Can you output every line of the listing below as a JSON list of strings, one string per line, leaving out blank lines?
--- Start of Records to process ---
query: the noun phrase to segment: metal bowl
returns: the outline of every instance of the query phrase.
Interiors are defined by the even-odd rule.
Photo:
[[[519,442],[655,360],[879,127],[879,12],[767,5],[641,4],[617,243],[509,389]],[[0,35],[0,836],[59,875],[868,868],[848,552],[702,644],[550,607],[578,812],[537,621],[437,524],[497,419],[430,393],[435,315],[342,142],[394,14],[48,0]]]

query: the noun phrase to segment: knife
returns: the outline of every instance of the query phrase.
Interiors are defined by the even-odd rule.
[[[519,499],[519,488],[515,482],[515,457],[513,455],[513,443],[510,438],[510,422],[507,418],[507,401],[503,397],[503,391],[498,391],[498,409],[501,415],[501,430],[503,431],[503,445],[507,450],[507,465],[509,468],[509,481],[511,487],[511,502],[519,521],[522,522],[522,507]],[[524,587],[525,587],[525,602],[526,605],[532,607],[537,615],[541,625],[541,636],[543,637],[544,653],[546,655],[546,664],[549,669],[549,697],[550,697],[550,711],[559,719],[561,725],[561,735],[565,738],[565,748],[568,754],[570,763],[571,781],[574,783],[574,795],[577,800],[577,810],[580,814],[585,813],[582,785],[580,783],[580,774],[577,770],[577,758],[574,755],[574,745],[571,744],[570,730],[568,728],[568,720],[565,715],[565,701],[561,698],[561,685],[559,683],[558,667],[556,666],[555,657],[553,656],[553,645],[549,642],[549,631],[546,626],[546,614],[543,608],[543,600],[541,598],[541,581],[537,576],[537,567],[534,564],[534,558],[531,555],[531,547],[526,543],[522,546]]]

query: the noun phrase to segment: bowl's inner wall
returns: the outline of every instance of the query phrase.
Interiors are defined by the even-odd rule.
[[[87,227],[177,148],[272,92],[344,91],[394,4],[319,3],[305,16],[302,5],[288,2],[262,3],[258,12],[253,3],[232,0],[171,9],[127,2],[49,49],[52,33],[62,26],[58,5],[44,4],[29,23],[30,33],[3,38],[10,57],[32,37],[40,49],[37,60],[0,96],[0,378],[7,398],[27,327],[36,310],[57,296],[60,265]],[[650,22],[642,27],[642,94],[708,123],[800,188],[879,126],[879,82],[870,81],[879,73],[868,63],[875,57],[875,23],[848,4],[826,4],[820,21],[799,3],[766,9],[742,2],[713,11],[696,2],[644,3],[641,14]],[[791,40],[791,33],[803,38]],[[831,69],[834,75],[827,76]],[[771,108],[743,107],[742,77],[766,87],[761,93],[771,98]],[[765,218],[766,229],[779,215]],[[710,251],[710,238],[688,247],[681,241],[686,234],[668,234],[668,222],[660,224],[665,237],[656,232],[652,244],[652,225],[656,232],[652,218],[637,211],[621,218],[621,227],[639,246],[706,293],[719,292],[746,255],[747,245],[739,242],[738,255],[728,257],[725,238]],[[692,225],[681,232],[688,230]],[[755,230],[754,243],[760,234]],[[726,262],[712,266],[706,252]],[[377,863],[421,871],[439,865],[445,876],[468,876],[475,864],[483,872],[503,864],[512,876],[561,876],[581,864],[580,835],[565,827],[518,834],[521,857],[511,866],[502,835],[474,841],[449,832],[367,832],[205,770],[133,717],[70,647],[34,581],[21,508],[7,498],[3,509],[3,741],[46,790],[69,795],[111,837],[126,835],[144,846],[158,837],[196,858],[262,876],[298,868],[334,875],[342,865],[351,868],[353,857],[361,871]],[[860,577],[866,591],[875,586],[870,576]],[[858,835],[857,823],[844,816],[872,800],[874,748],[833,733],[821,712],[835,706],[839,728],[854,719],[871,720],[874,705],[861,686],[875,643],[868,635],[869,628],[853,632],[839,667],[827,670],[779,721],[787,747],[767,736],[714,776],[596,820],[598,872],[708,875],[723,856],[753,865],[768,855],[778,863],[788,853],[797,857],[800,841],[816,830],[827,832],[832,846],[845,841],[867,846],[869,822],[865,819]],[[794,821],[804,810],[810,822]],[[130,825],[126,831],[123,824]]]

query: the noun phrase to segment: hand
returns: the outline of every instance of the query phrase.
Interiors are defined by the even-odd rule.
--- End of Records to process ---
The response:
[
  "query: the noun phrase to segment: metal bowl",
  "returns: the outline of every instance of the query phrase.",
  "Interiors are defined by the even-odd rule.",
  "Photo:",
  "[[[519,442],[655,360],[879,127],[879,12],[767,5],[641,4],[617,243],[509,389]],[[0,35],[0,836],[59,875],[868,868],[848,552],[702,644],[550,607],[578,812],[537,621],[437,524],[497,419],[430,393],[435,315],[342,142],[394,14],[48,0]]]",
  "query: the noun phrase to segment: knife",
  "returns: the outline of every instance of the query phrase.",
  "Interiors are defined by the even-odd rule.",
  "[[[519,499],[519,488],[515,482],[515,457],[513,455],[513,443],[510,438],[510,422],[507,418],[507,401],[503,397],[503,391],[498,391],[498,409],[501,415],[501,430],[503,431],[503,445],[507,450],[507,465],[509,468],[509,481],[511,487],[511,502],[519,521],[522,522],[522,507]],[[524,587],[525,587],[525,602],[526,605],[532,607],[537,615],[541,625],[541,636],[543,637],[544,653],[546,655],[546,664],[549,669],[549,697],[550,697],[550,711],[559,719],[561,725],[561,735],[565,738],[565,748],[568,754],[570,763],[571,781],[574,783],[574,795],[577,800],[577,810],[580,814],[585,813],[582,785],[580,783],[580,774],[577,770],[577,758],[574,755],[574,745],[571,744],[570,730],[568,728],[568,720],[565,715],[565,701],[561,698],[561,685],[559,683],[558,667],[556,666],[555,657],[553,656],[553,645],[549,642],[549,631],[546,626],[546,614],[543,608],[543,600],[541,598],[541,581],[537,576],[537,567],[534,564],[534,558],[531,555],[531,547],[526,543],[522,546]]]",
  "query: the noun phrase to segment: bowl's inner wall",
  "returns: the outline of every instance of the query phrase.",
  "Interiors are defined by the even-odd rule.",
  "[[[87,227],[177,148],[272,92],[344,91],[394,4],[319,3],[305,16],[302,5],[288,2],[262,3],[258,12],[253,3],[232,0],[171,9],[127,2],[49,49],[52,33],[62,26],[58,5],[44,4],[29,23],[30,33],[3,38],[10,57],[32,37],[40,49],[37,60],[0,96],[0,378],[7,398],[27,327],[36,310],[57,296],[60,265]],[[650,22],[642,27],[642,94],[708,123],[800,188],[879,126],[879,82],[870,81],[879,73],[868,63],[875,57],[875,23],[848,4],[826,4],[820,21],[799,3],[766,9],[742,2],[713,11],[696,2],[644,3],[641,14]],[[791,40],[791,33],[803,38]],[[831,69],[834,75],[827,76]],[[771,108],[743,107],[742,77],[766,87],[761,93],[771,98]],[[765,218],[766,229],[779,215]],[[710,251],[710,238],[688,247],[681,241],[686,234],[668,234],[668,222],[660,224],[665,237],[656,232],[652,244],[652,225],[656,232],[652,218],[637,211],[621,218],[621,227],[639,246],[706,293],[719,292],[746,255],[747,245],[739,242],[738,255],[728,257],[725,238]],[[692,225],[681,232],[688,230]],[[755,230],[754,243],[760,234]],[[726,262],[712,266],[706,252]],[[377,863],[421,871],[439,865],[445,876],[468,876],[475,864],[483,872],[503,864],[512,876],[561,876],[581,864],[580,835],[565,827],[518,834],[521,857],[511,866],[502,835],[474,841],[449,832],[367,832],[205,770],[133,717],[70,647],[34,581],[21,508],[7,498],[3,509],[3,741],[46,790],[69,795],[111,837],[126,835],[144,846],[158,837],[196,858],[262,876],[298,868],[334,875],[342,865],[351,868],[353,857],[361,871]],[[860,577],[866,591],[875,586],[870,576]],[[858,835],[857,823],[844,816],[872,800],[874,748],[833,733],[821,712],[835,706],[839,728],[854,719],[871,720],[874,705],[861,686],[875,643],[868,635],[869,628],[853,632],[839,667],[827,670],[779,721],[787,747],[767,736],[714,776],[596,820],[598,872],[708,875],[723,856],[753,865],[768,855],[778,863],[788,853],[797,857],[800,841],[816,830],[827,832],[832,846],[845,841],[867,846],[869,822],[865,819]],[[794,821],[804,810],[810,822]],[[130,825],[126,831],[123,824]]]",
  "query: the noun phrase to segment: hand",
  "returns: the outline of every instance of the query phrase.",
  "Interiors are defined by the even-odd rule."
]